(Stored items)
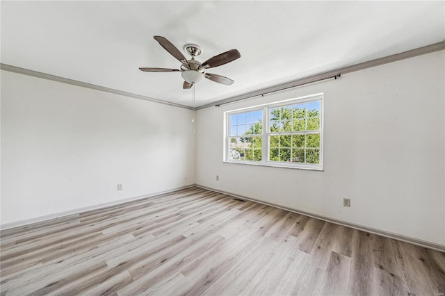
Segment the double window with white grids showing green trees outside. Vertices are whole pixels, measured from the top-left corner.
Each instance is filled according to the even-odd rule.
[[[229,111],[225,120],[225,161],[322,170],[323,94]]]

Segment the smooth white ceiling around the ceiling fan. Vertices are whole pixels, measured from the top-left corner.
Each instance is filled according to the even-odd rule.
[[[445,39],[445,1],[1,1],[1,63],[191,106],[156,40],[199,44],[208,72],[197,106]]]

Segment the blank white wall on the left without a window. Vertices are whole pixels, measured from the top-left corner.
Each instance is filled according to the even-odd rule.
[[[191,110],[1,71],[1,224],[193,183]]]

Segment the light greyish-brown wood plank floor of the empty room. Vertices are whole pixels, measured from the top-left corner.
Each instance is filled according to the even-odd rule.
[[[188,188],[1,231],[0,289],[1,295],[444,295],[445,254]]]

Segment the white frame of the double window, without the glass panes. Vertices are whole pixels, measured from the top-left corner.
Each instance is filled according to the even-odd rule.
[[[316,131],[302,131],[301,133],[310,134],[310,133],[320,133],[320,156],[319,156],[319,163],[318,164],[309,164],[309,163],[284,163],[279,161],[269,161],[269,137],[271,134],[277,135],[281,133],[271,133],[270,132],[270,120],[269,120],[269,108],[276,108],[276,107],[284,107],[289,106],[291,104],[303,104],[308,103],[311,101],[320,101],[320,129]],[[224,155],[223,155],[223,162],[225,163],[238,163],[238,164],[247,164],[247,165],[264,165],[269,167],[289,167],[293,169],[302,169],[302,170],[318,170],[323,171],[323,131],[324,131],[324,108],[323,108],[323,101],[324,101],[324,94],[312,94],[305,97],[298,97],[298,98],[292,98],[292,99],[286,99],[283,101],[277,101],[270,104],[262,104],[258,106],[248,107],[248,108],[241,108],[237,110],[229,110],[224,113]],[[236,159],[229,159],[229,138],[232,138],[230,136],[230,122],[229,117],[230,115],[238,114],[238,113],[247,113],[252,112],[256,110],[263,110],[263,133],[262,133],[262,154],[261,154],[261,161],[244,161],[244,160],[236,160]],[[296,134],[300,132],[282,132],[285,134]]]

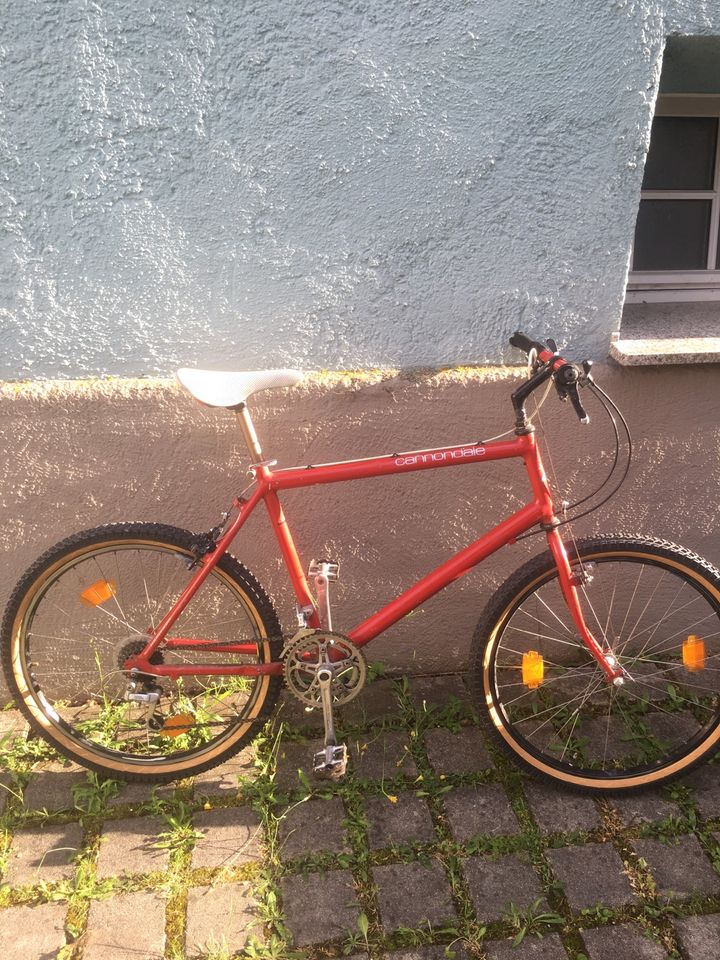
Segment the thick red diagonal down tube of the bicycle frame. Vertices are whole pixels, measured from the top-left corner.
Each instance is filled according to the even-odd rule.
[[[378,610],[363,623],[359,624],[350,631],[348,636],[359,647],[369,643],[375,637],[397,623],[404,616],[424,603],[429,597],[434,596],[443,587],[446,587],[453,580],[457,580],[476,564],[480,563],[490,554],[495,553],[500,547],[505,546],[519,534],[524,533],[539,523],[542,519],[543,508],[539,503],[529,503],[518,510],[511,517],[503,520],[496,527],[493,527],[488,533],[480,537],[469,547],[465,547],[454,557],[441,566],[436,567],[431,573],[422,580],[418,580],[414,586],[410,587],[399,597],[392,600],[382,610]]]

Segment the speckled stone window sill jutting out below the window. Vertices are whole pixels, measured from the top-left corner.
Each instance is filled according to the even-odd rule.
[[[720,303],[626,303],[610,356],[626,367],[720,363]]]

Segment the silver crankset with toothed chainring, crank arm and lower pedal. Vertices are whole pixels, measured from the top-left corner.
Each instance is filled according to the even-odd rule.
[[[300,630],[286,645],[285,682],[310,709],[322,707],[325,745],[313,756],[316,777],[339,780],[347,769],[347,748],[335,736],[333,708],[349,703],[362,690],[367,663],[348,637],[329,630]]]

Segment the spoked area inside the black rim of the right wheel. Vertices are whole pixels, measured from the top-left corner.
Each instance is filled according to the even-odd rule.
[[[516,731],[525,755],[542,758],[550,771],[610,780],[654,772],[664,757],[688,752],[720,715],[717,604],[675,568],[616,554],[593,558],[593,577],[578,596],[598,641],[628,671],[624,685],[608,683],[579,638],[573,644],[560,630],[548,611],[557,609],[565,626],[562,590],[557,579],[544,579],[524,595],[497,640],[493,675],[501,722]],[[696,666],[683,656],[693,634],[704,643]],[[544,673],[528,683],[523,657],[533,645]],[[573,664],[580,657],[564,653],[567,647],[582,652],[583,661]],[[558,663],[564,658],[569,662]]]

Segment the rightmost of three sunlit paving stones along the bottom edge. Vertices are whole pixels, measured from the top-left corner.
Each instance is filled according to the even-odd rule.
[[[242,950],[250,937],[262,939],[262,924],[248,883],[229,883],[188,890],[185,943],[189,957]]]

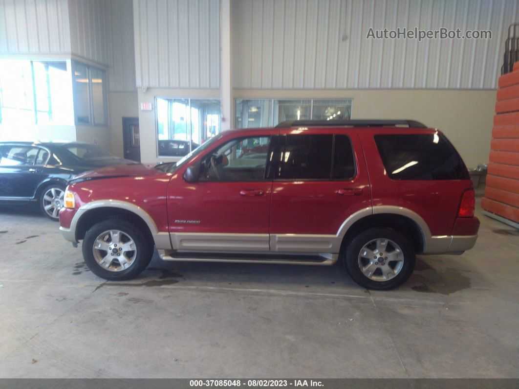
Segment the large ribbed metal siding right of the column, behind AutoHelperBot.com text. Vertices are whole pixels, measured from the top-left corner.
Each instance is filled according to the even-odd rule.
[[[236,88],[493,89],[519,0],[233,0]],[[376,29],[492,39],[366,39]]]

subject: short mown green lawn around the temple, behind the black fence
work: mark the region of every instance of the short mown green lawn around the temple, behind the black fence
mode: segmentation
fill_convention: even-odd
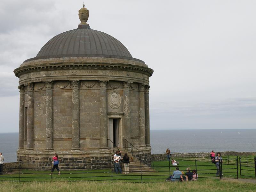
[[[223,158],[223,178],[236,178],[236,159],[232,157],[229,158],[229,162],[226,158]],[[186,172],[186,168],[190,167],[191,170],[197,169],[199,180],[205,180],[206,177],[216,178],[216,167],[215,164],[209,163],[208,157],[200,161],[198,160],[190,160],[188,159],[176,159],[179,161],[180,171]],[[247,159],[248,160],[248,159]],[[244,163],[245,162],[245,163]],[[248,161],[248,163],[251,161]],[[229,164],[228,164],[229,163]],[[244,157],[241,158],[241,164],[246,165],[247,162],[244,161]],[[249,163],[250,164],[250,163]],[[196,166],[197,165],[197,166]],[[143,182],[163,182],[170,174],[169,172],[169,162],[168,161],[156,161],[152,163],[152,168],[154,168],[157,172],[140,172],[138,173],[130,173],[129,175],[121,175],[115,174],[115,172],[111,172],[111,169],[100,169],[100,170],[60,170],[61,175],[58,176],[57,171],[54,171],[54,174],[49,175],[50,169],[48,170],[19,170],[13,173],[0,175],[0,180],[12,180],[12,181],[95,181],[101,180],[105,182],[113,182],[113,181],[122,181],[122,182],[141,182],[141,178]],[[247,171],[242,170],[242,176],[239,172],[238,166],[238,176],[239,178],[249,178],[248,176],[253,176],[255,178],[254,167],[242,167],[242,169],[246,169]],[[171,174],[175,170],[175,167],[170,166]],[[254,174],[254,175],[253,175]]]

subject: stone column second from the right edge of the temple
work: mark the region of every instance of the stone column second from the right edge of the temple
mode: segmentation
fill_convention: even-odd
[[[140,127],[140,147],[145,144],[145,85],[139,84],[139,127]]]

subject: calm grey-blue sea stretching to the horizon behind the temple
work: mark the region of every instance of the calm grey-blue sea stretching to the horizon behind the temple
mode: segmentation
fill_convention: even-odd
[[[0,153],[5,162],[17,161],[19,133],[0,133]],[[217,151],[256,151],[256,129],[151,130],[152,154]]]

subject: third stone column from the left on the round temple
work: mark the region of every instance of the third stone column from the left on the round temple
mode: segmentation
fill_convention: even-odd
[[[53,151],[53,81],[44,83],[46,87],[45,151]]]

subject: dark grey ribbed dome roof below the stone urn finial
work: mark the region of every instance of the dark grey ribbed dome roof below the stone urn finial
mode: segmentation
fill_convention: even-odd
[[[42,47],[36,58],[60,56],[132,58],[127,48],[116,38],[89,28],[74,29],[53,37]]]

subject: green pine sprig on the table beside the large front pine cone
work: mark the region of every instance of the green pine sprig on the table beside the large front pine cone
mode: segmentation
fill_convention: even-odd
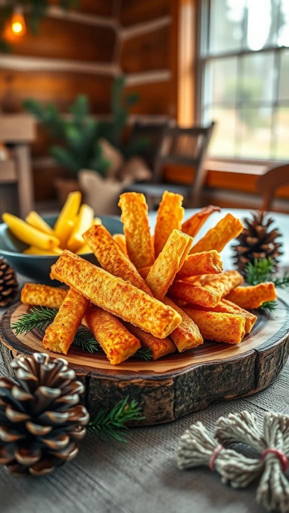
[[[102,435],[108,440],[127,442],[128,422],[135,422],[145,419],[141,415],[141,408],[136,401],[129,402],[127,396],[123,401],[117,403],[112,409],[101,408],[92,413],[88,424],[88,430]]]

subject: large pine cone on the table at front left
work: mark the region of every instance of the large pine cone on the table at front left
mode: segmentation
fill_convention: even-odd
[[[43,476],[77,455],[89,419],[84,386],[66,360],[47,354],[11,362],[16,383],[0,379],[0,464],[15,476]]]

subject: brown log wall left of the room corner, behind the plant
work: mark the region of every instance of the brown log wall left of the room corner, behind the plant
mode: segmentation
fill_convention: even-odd
[[[80,93],[90,98],[95,114],[110,111],[110,88],[115,74],[115,0],[80,0],[74,11],[62,12],[51,0],[48,15],[37,36],[13,44],[13,51],[0,54],[0,107],[2,112],[23,110],[31,97],[53,102],[65,112]],[[53,177],[65,170],[47,159],[51,143],[38,127],[32,145],[36,200],[55,197]]]

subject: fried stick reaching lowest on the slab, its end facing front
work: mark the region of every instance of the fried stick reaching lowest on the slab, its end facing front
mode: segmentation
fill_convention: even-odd
[[[86,310],[83,324],[101,345],[112,365],[130,358],[139,348],[139,340],[114,315],[98,306]]]

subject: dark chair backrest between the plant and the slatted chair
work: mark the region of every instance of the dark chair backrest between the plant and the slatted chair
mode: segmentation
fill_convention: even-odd
[[[142,157],[147,165],[153,170],[155,160],[159,154],[162,138],[166,128],[169,126],[169,120],[158,123],[136,121],[132,131],[132,139],[143,139],[143,147],[138,150],[138,156]]]

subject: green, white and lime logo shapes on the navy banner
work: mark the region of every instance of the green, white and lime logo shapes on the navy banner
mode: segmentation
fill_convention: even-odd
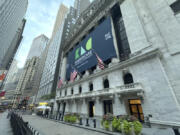
[[[79,59],[83,54],[92,49],[92,38],[89,38],[86,42],[85,48],[82,46],[77,48],[75,51],[75,60]]]

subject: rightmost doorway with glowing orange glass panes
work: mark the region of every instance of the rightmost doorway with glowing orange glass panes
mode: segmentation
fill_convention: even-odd
[[[129,108],[130,108],[131,115],[135,116],[141,122],[144,121],[144,115],[143,115],[140,99],[130,99]]]

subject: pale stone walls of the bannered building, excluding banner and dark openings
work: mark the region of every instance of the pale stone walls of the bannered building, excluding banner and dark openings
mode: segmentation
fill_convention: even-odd
[[[55,111],[89,116],[89,102],[94,101],[94,117],[101,117],[105,114],[104,101],[111,100],[113,114],[124,115],[131,114],[129,100],[139,99],[144,117],[152,116],[152,123],[180,124],[180,23],[179,15],[174,15],[170,7],[174,0],[107,1],[99,1],[108,3],[105,10],[99,12],[101,7],[98,7],[93,21],[86,26],[82,24],[81,33],[74,34],[67,42],[60,75],[65,78],[66,52],[87,34],[90,26],[98,25],[103,16],[111,16],[110,10],[115,4],[121,10],[131,54],[125,60],[119,56],[112,21],[118,58],[113,58],[105,70],[97,67],[93,74],[86,71],[82,78],[77,77],[73,83],[66,82],[57,89]],[[93,14],[89,18],[91,16]],[[130,84],[125,84],[127,74],[132,76]],[[105,80],[108,88],[104,87]],[[93,91],[89,89],[91,83]]]

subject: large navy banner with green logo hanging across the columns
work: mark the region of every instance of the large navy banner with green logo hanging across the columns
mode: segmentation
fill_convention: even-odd
[[[97,65],[94,53],[103,61],[117,57],[113,43],[110,17],[104,20],[94,31],[87,35],[85,39],[69,52],[66,79],[69,80],[73,68],[81,73]]]

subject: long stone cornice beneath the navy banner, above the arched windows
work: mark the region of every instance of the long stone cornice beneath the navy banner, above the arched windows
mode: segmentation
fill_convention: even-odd
[[[130,65],[139,63],[139,62],[144,61],[146,59],[150,59],[150,58],[153,58],[153,57],[160,57],[160,56],[161,56],[161,52],[160,52],[160,50],[158,48],[151,49],[151,50],[146,51],[144,53],[139,51],[139,54],[137,53],[137,54],[132,55],[132,57],[130,57],[130,59],[128,59],[126,61],[120,61],[118,63],[113,63],[108,68],[106,68],[104,70],[99,70],[99,71],[95,72],[92,75],[84,76],[82,79],[76,80],[74,82],[70,82],[70,83],[62,86],[61,88],[59,88],[57,90],[73,87],[73,86],[75,86],[77,84],[80,84],[80,83],[83,83],[83,82],[86,82],[86,81],[91,81],[94,78],[97,78],[99,76],[104,76],[104,75],[106,75],[108,73],[111,73],[113,71],[116,71],[116,70],[119,70],[119,69],[124,69],[124,68],[126,68],[126,67],[128,67]]]

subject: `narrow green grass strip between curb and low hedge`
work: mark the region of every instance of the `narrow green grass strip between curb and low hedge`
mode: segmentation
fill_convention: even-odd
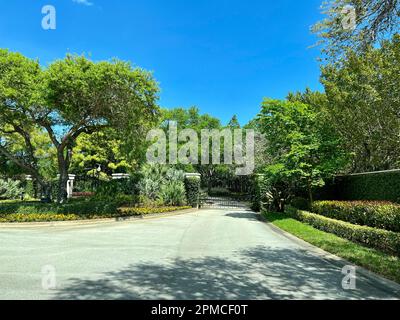
[[[399,257],[320,231],[305,223],[289,218],[284,213],[264,212],[263,216],[278,228],[316,247],[400,283]]]

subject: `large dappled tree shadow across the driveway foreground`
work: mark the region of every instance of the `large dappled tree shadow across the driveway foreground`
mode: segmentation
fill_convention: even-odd
[[[298,248],[255,247],[231,259],[138,263],[100,279],[70,279],[54,299],[347,299],[391,298],[365,282],[341,287],[341,266]]]

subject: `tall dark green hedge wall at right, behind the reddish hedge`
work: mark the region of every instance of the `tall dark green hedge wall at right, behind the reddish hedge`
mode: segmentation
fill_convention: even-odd
[[[337,177],[335,184],[335,199],[400,203],[400,170]]]

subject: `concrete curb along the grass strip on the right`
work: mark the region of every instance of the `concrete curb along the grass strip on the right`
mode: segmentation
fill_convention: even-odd
[[[264,222],[272,231],[296,242],[297,244],[301,245],[302,247],[305,247],[311,253],[315,254],[316,256],[323,259],[324,261],[331,262],[332,260],[334,260],[335,262],[340,263],[343,266],[345,266],[345,265],[354,266],[355,265],[353,262],[347,261],[346,259],[336,256],[333,253],[327,252],[317,246],[314,246],[313,244],[311,244],[307,241],[304,241],[303,239],[296,237],[295,235],[293,235],[285,230],[282,230],[281,228],[277,227],[276,225],[274,225],[273,223],[268,221],[263,216],[263,214],[260,213],[259,217],[260,217],[260,221]],[[330,261],[327,261],[327,260],[330,260]],[[361,274],[366,280],[368,280],[368,279],[375,280],[381,286],[380,287],[381,290],[386,291],[385,287],[390,288],[391,290],[393,290],[393,293],[398,296],[398,299],[400,299],[400,284],[398,284],[397,282],[386,279],[382,275],[372,272],[372,271],[370,271],[364,267],[361,267],[359,265],[357,265],[357,273]]]

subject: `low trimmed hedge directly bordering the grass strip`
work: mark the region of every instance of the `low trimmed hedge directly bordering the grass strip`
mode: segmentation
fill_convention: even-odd
[[[392,231],[327,218],[287,206],[286,213],[319,230],[339,237],[400,256],[400,234]]]

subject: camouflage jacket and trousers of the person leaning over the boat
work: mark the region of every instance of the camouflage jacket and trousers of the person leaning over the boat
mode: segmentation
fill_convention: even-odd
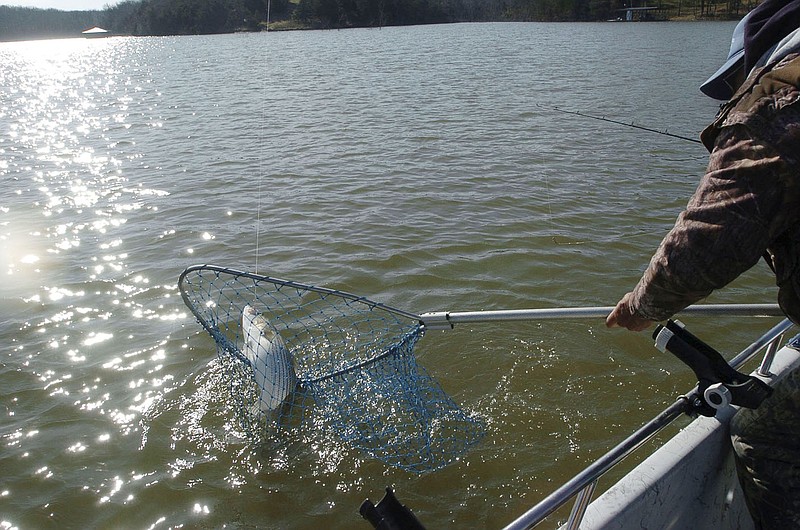
[[[708,170],[631,296],[664,320],[763,256],[778,303],[800,324],[800,54],[751,72],[701,139]],[[739,481],[756,528],[800,528],[800,368],[731,424]]]

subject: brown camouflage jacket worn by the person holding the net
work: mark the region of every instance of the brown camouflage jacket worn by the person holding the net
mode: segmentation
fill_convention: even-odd
[[[763,256],[778,303],[800,323],[800,54],[753,71],[701,134],[706,174],[633,291],[663,320]]]

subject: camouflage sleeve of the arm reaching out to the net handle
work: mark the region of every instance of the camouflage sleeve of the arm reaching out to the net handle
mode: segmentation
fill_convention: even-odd
[[[633,310],[664,320],[755,265],[785,229],[783,182],[792,170],[748,128],[723,129],[699,187],[633,291]]]

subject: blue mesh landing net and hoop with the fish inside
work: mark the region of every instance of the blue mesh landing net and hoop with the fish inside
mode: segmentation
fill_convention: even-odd
[[[475,444],[482,422],[414,357],[419,316],[341,291],[213,265],[186,269],[181,296],[217,345],[248,437],[325,428],[418,473]]]

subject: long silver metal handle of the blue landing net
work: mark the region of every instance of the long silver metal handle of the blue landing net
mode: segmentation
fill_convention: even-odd
[[[605,319],[613,307],[556,307],[497,311],[440,311],[419,316],[426,329],[451,329],[456,324],[558,319]],[[682,310],[680,315],[785,317],[778,304],[702,304]]]

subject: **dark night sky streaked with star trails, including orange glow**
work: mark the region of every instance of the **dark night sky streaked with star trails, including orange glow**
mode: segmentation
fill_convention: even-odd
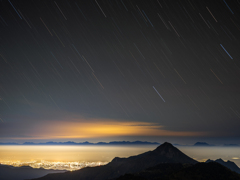
[[[1,0],[0,141],[240,143],[237,0]]]

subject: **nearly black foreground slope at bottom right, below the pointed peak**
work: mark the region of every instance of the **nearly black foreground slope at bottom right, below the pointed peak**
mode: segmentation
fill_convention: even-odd
[[[159,164],[135,174],[125,174],[115,180],[240,180],[240,175],[221,164]]]

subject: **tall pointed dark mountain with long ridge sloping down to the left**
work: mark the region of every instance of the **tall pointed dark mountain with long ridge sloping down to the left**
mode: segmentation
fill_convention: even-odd
[[[115,157],[110,163],[100,167],[87,167],[73,172],[49,174],[36,180],[106,180],[126,173],[140,172],[160,163],[196,164],[170,143],[163,143],[153,151],[128,158]]]

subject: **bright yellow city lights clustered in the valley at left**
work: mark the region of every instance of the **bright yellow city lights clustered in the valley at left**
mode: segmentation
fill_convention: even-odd
[[[67,170],[67,171],[75,171],[82,169],[84,167],[95,167],[102,166],[107,164],[108,162],[54,162],[54,161],[0,161],[0,164],[11,165],[14,167],[21,166],[30,166],[32,168],[43,168],[43,169],[53,169],[53,170]]]

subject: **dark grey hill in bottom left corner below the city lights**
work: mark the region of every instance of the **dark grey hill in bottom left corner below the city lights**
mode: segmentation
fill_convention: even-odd
[[[1,180],[25,180],[45,176],[49,173],[62,173],[60,170],[35,169],[29,166],[13,167],[0,164]]]

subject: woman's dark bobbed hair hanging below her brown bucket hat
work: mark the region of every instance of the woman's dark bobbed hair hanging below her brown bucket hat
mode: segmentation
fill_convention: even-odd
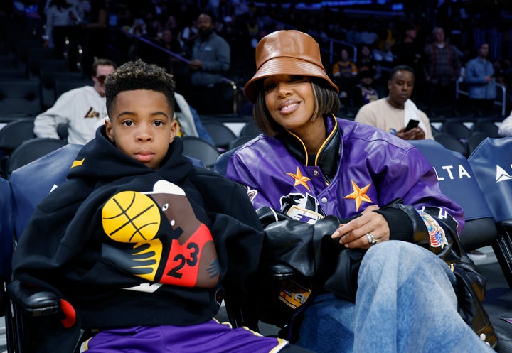
[[[311,88],[313,89],[314,112],[313,117],[326,116],[328,114],[338,114],[340,100],[338,93],[329,85],[326,80],[319,77],[309,77]],[[267,136],[274,136],[282,130],[282,126],[277,124],[270,115],[265,104],[265,92],[263,91],[262,81],[260,80],[260,91],[257,94],[252,117],[255,124]]]

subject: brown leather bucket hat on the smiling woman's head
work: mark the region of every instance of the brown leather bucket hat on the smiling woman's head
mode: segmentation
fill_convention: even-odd
[[[249,102],[256,100],[257,81],[272,75],[321,77],[339,92],[321,63],[318,43],[300,31],[275,31],[260,40],[256,46],[256,73],[244,87]]]

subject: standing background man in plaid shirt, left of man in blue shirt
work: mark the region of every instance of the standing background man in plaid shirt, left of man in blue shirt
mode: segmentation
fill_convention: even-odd
[[[431,105],[447,105],[455,98],[461,60],[457,49],[444,37],[441,27],[434,28],[434,40],[425,47],[425,80]]]

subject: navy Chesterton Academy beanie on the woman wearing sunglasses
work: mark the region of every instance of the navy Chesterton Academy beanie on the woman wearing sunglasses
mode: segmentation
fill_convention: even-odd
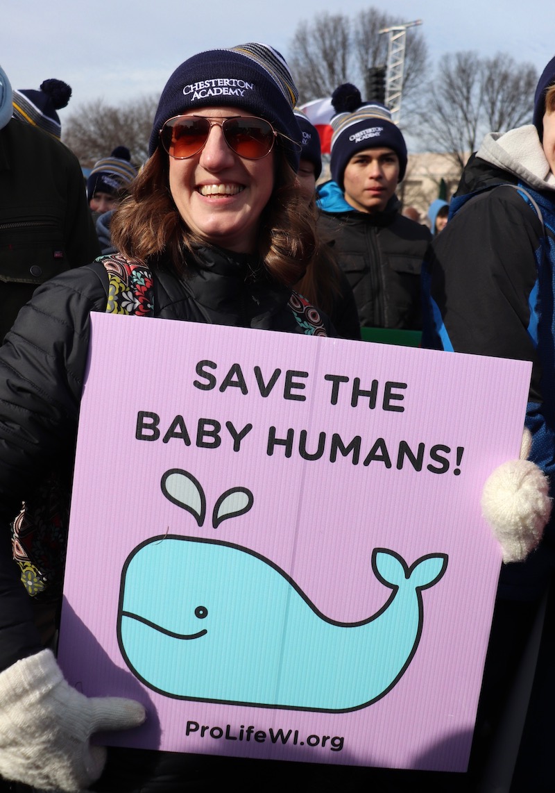
[[[268,44],[239,44],[194,55],[173,72],[162,91],[150,135],[158,147],[165,121],[202,107],[238,107],[266,119],[295,143],[281,138],[287,160],[298,169],[301,133],[293,108],[298,91],[283,56]]]

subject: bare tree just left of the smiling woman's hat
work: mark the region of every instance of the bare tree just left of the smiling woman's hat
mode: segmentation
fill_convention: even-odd
[[[93,167],[116,146],[127,146],[131,162],[148,158],[148,141],[158,97],[145,96],[124,105],[106,105],[101,99],[81,105],[64,121],[63,142],[82,167]]]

→ ABOUT THIS TASK
From the line containing "work: mark the region of every instance of the navy" through the last line of the records, both included, output those lines exactly and nothing else; skip the pictures.

→ TASK RESULT
work: mark the region of every instance of the navy Chesterton Academy beanie on the woman wearing sunglasses
mode: segmentation
fill_convention: even-odd
[[[268,44],[239,44],[194,55],[173,72],[162,91],[150,135],[158,147],[165,121],[202,107],[238,107],[266,119],[295,143],[281,138],[287,160],[298,169],[301,133],[293,108],[298,91],[283,56]]]

subject: bare tree just left of the smiling woman's hat
work: mark the region of every instance of the bare tree just left of the smiling woman's hat
mode: segmentation
fill_convention: even-odd
[[[93,167],[116,146],[127,146],[131,162],[148,158],[148,141],[158,97],[145,96],[124,105],[106,105],[101,99],[81,105],[64,121],[63,142],[82,167]]]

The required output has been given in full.